§ WORK TO COMPLETE
Please turn every line of the records below into a Markdown table with the columns "Row" and "Line," numbering the rows and skipping blank lines. Leave the pictures out of your answer.

(Coordinate annotation records)

:::::

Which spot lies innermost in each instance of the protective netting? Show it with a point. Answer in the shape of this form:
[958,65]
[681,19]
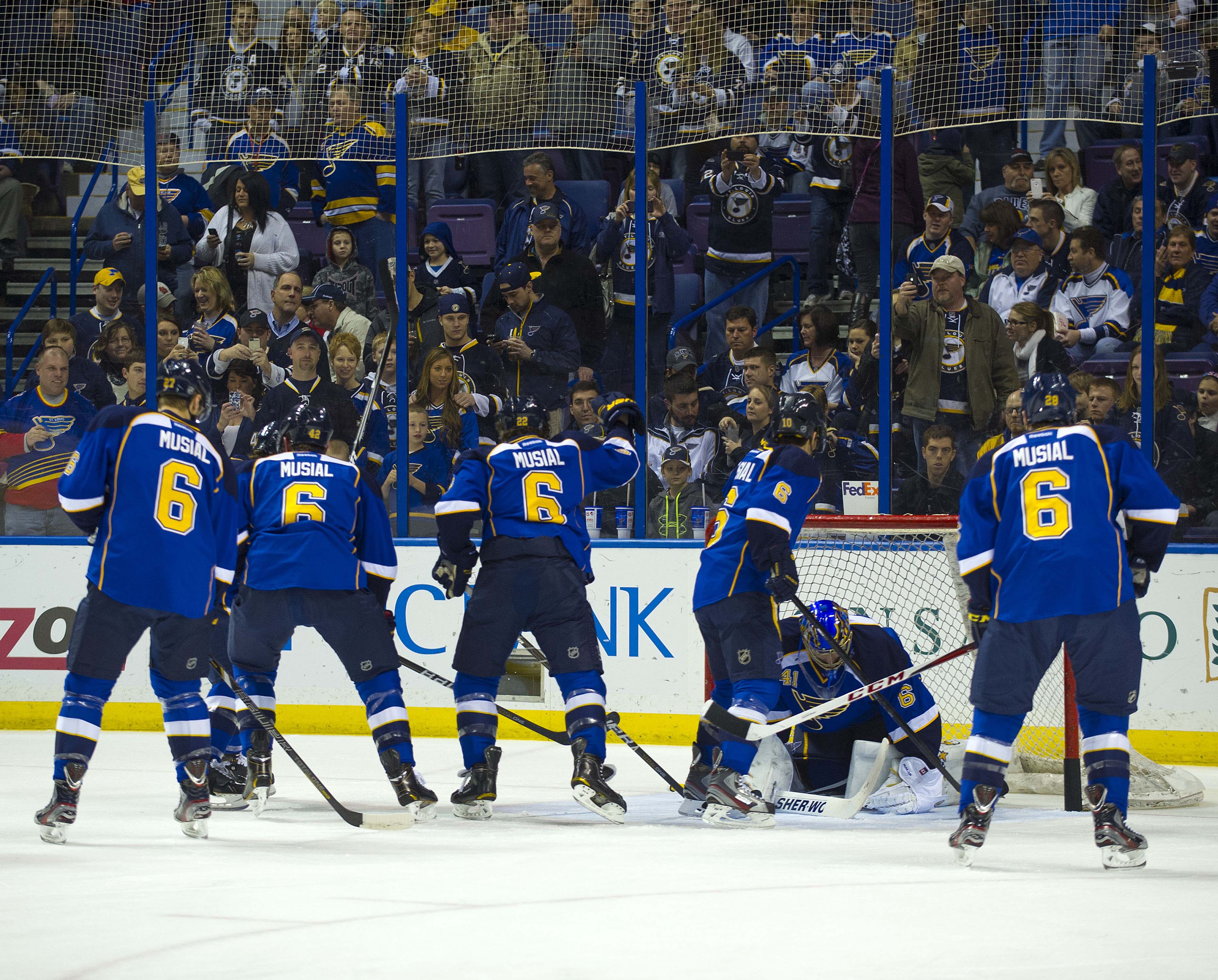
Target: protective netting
[516,76]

:::::

§ CORRECT OUTPUT
| Row | Line |
|---|---|
| 1 | Which spot lies innermost in each instance of the protective netting? Show it with a point. Answer in the shape of this form: |
| 2 | [958,65] |
| 3 | [681,19] |
| 4 | Target: protective netting |
| 5 | [516,76] |